CONSERVATION — Jennifer Ekstrom, executive director of the Lake Pend Oreille Waterkeeper has announced she's moving on to another career opportunity.
Shannon Williamson will step in as the new Lake Pend Oreille Waterkeeper on Monday, Sept. 26.
Williamson — firstname.lastname@example.org — is a marine biologist with a distinguished academic career.
Read on for her resume and what she brings to protecting the Lake Pend Oreille watershed, as well as notes on where Ekstrom is headed.
Williamson earned her bachelor’s degree in marine biology (studying dolphin communication) from the University of North Carolina, Wilmington in 1996 and her Ph.D. in marine science (studying virus-host interactions) from the University of South Florida, St. Petersburg in 2003.

__Source material__

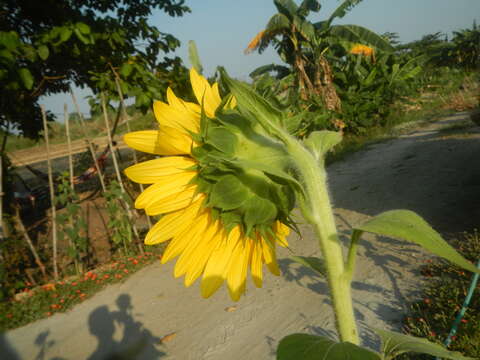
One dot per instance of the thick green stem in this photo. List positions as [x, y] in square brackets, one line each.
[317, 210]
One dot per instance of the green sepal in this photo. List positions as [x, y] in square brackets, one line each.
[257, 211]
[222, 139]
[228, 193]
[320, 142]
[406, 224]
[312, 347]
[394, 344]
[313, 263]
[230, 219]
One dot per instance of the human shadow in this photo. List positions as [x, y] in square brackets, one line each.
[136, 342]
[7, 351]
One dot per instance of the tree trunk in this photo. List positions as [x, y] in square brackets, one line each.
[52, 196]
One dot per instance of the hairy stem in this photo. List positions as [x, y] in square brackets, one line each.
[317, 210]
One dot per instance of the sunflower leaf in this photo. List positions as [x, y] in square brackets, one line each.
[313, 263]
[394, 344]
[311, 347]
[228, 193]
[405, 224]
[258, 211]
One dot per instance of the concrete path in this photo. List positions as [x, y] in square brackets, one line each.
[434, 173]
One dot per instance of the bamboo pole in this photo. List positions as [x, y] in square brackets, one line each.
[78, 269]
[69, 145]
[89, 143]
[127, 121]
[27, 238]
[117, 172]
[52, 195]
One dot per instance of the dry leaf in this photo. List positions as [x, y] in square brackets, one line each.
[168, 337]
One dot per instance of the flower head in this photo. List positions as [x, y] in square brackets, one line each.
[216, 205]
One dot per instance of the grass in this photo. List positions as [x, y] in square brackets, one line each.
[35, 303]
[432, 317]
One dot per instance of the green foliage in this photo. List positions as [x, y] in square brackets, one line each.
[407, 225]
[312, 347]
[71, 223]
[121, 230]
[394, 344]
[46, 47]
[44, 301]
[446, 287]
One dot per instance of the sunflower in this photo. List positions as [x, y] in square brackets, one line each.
...
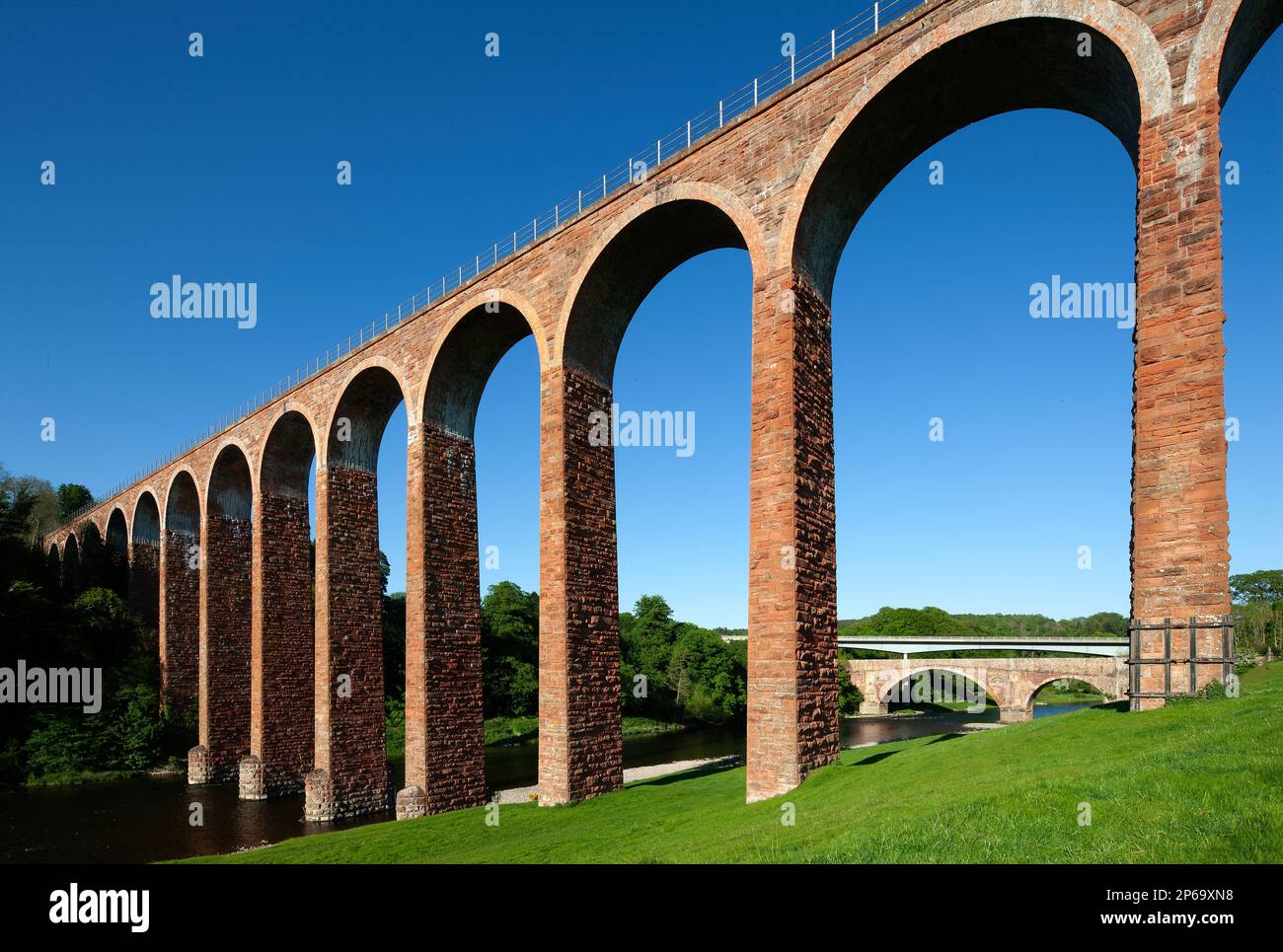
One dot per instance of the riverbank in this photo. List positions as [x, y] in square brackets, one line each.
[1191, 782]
==
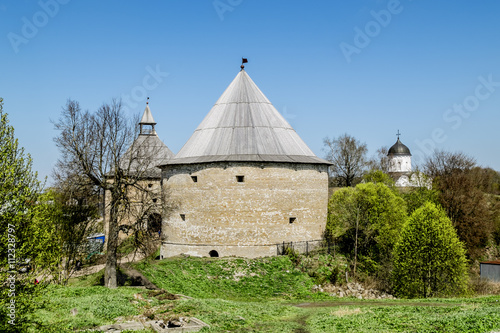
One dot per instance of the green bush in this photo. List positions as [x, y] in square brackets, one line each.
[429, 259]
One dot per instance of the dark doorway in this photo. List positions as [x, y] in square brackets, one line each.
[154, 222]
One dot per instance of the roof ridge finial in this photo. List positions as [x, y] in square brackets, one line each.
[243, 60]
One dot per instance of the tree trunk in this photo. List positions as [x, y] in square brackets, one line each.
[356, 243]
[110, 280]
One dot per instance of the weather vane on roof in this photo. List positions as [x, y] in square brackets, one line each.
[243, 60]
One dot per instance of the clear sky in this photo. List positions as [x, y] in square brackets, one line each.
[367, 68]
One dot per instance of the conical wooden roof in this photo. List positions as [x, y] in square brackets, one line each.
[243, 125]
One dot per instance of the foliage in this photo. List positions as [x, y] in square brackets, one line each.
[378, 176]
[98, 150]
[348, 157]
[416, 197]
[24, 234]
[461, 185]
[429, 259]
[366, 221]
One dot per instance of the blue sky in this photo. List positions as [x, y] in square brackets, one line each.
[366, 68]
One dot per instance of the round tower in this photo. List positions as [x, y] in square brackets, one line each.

__Your tasks__
A – Copy the Lake Pend Oreille Waterkeeper announcement word for word, starting at "Read on for" and ending at "Petersburg in 2003.".
B – In one to three sentences, explain why Jennifer Ekstrom is leaving her role, according to the Lake Pend Oreille Waterkeeper announcement.

__Responses__
A –
Read on for her resume and what she brings to protecting the Lake Pend Oreille watershed, as well as notes on where Ekstrom is headed.
Williamson earned her bachelor’s degree in marine biology (studying dolphin communication) from the University of North Carolina, Wilmington in 1996 and her Ph.D. in marine science (studying virus-host interactions) from the University of South Florida, St. Petersburg in 2003.

B – Jennifer Ekstrom is leaving her role as executive director of the Lake Pend Oreille Waterkeeper because she is moving on to another career opportunity.